** Start of Text **
Footnotes & Flashbacks: Asset Returns 4-28-24
Earnings gives favorable reality check on fundamentals.
Seriously. It is like pulling teeth with the bears.
You show up and they call you a stag!
After the prior week’s beatdown, the equity market bounced back even as the 1Q24 GDP release and PCE details gave the market fresh debating material. The fact remains that personal consumption was strong and consistent with earnings season color (see PCE, Income, and Outlays: The Challenge of Constructive 4-26-24)
Too many GDP headline readers started pitching stagflation when the PCE line and Fixed Investment mix were firmly positive (see 1Q24 GDP: Too Much Drama 4-25-24) as inventory and trade shaved off -1.2 points but the critical lines held serve for a continued expansion theme.
Fixed investment was solid with housing impressive and all GPDI lines positive except for a minimal negative in Structures, which faced tougher comps after 4 quarters of double-digit growth.
The UST curve posted a more muted adverse move higher this week with credit spreads tighter and the smoke clearing on a week where the Fed easing timing was pushed back yet again. Only 5 of the 31 asset lines we monitor were negative this week and 3 of those 5 were bond ETFs.
The week had its confusing moments as inflation metrics in the GDP and PCE releases disturbed UST bulls. The net effects of the releases caused some anxiety around a stall in inflation progress and even fears of some more reversal of the success to date. That said, making the leap from a very tough last mile to calling for the arrival of stagflation is more about bearish forecasts than signs of economic contraction in the numbers. Stagflation is a forecast, but the mix of favorable growth numbers in PCE and fixed investment are a backward-looking fact.
The above chart covers the high level debt and equity benchmarks we like to track, and we are still sitting in all negatives for the trailing 1-month period for both fixed income and equities. We line up the benchmarks in descending order of 1-year total returns. UST still sits in the red for the 1-year.
The week was a very good one for equities and one of the best for some equity benchmarks since October. The Big 4 (S&P 500, NASDAQ, Russell 2000, and Dow) were all positive with the NASDAQ seeing a banner week at +4.2%. As noted above, the running 1-month is still a struggle on the setbacks for UST optimism and FOMC timing.
The next week will bring more big name earnings after some of the biggest consumer names such as GM and Ford weighed in along with a slice of the major auto retailers, who brought color on bigger ticket consumer trends. Auto retailers had a good week in equities and in some cases exceptional. For this coming week, Apple and Amazon will round out the Magnificent 7 releases plus we will see a slew of consumer-related reports. If stagflation is upon us, many companies and more than a few economic releases are not clued in on that.
Economic indicators ahead this week include the Employment Cost Index, JOLTS, and monthly payroll on top of the FOMC meeting to keep things lively.
The above chart looks at the latest for the 1500 and 3000 series, and the mix over 1-month looks a lot like last week’s with all of the index lines in the red except Energy. The rolling 3-month has been quite strong with the exception of Real Estate with the 6 months period still feeling the effects of the monster Nov-Dec rally to end the year.
** End of Text **
# Jobs
**A.** Reproduce the passage of the market commentary from "After the prior" up to and including "continued expansion theme.".
**B.** In the market commentary, how many of the 31 asset lines tracked were negative for the week?
**C.** Write the next part of the market commentary on weekly asset returns, picking up after its last sentence.
** Start of Data rows **
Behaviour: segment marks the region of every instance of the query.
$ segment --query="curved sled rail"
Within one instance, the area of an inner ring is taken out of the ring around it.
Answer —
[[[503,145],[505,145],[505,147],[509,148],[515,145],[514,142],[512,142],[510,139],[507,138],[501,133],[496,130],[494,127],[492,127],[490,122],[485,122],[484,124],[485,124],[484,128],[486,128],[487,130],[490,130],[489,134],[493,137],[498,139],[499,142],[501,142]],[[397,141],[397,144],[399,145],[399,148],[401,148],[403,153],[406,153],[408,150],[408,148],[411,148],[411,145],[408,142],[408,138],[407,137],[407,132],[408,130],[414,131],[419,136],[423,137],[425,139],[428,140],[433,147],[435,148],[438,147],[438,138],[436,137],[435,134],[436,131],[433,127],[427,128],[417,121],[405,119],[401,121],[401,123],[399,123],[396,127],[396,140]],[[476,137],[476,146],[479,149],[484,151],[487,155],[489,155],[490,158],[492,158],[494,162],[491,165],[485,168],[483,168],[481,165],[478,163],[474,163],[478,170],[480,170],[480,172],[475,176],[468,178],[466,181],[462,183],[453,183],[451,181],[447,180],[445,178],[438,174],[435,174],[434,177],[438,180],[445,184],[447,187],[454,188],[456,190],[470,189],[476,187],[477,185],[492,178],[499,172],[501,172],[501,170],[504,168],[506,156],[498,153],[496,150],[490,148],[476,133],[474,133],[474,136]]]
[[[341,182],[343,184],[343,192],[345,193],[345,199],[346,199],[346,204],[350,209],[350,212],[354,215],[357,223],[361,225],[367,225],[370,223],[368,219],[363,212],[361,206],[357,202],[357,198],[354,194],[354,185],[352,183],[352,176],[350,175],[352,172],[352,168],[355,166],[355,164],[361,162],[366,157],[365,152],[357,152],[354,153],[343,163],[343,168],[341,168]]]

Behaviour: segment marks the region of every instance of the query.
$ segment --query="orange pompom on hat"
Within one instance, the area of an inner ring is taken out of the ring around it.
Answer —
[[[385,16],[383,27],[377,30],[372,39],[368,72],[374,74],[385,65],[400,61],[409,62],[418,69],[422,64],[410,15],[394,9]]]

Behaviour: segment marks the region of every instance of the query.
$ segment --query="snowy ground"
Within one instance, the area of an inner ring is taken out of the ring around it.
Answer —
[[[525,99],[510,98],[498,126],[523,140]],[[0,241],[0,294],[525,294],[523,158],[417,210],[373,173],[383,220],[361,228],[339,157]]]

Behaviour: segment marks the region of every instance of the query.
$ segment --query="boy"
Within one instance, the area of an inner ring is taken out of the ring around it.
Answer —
** End of Data rows **
# Task-by-task results
**A.**
After the prior week’s beatdown, the equity market bounced back even as the 1Q24 GDP release and PCE details gave the market fresh debating material. The fact remains that personal consumption was strong and consistent with earnings season color (see PCE, Income, and Outlays: The Challenge of Constructive 4-26-24)
Too many GDP headline readers started pitching stagflation when the PCE line and Fixed Investment mix were firmly positive (see 1Q24 GDP: Too Much Drama 4-25-24) as inventory and trade shaved off -1.2 points but the critical lines held serve for a continued expansion theme.

**B.** Five, and three of those five were bond ETFs.

**C.**
The returns are lined up in descending order of total returns over the trailing 1 year, and only the Real Estate sector has fallen well short of equity-like returns in the face of adverse curve developments.
Growth remains the clear winner as it bounced off the pain of 2022 while the 3-year returns offer a reminder of the virtues of diversification. Energy was about geopolitical event risk (and opportunities) in an increasingly ugly world (the world always seems ugly, but industry impacts vary).
As we will be reminded on the march to Election Day, external policy factors (war, pestilence, famine, policy risk such as trade wars, etc.) will loom. That will especially be the case in a Washington crowd where various leaders threatened default on the UST (Jan 2025 gets that back on the table) and some are now discussing a Federal Reserve coup. Further, conflict with China is expanding (Taiwan, Russian Ukraine support by China, trade). Supplier chain risk and China trade risk are intertwined.
The prevailing view is that too many in Congress have the capital markets IQ and spines of their fellow members of genus Lumbricus (go ahead Google me!) without the environmental value. That does not help confidence ahead of such a momentous year in policy decisions in 2025.
The rolling return visual
In the next section we get into the details of the 31 ETFs and benchmarks for trailing periods. Below we offer a condensed 4-chart view for an easy visual before we break out each time period in the commentary further below.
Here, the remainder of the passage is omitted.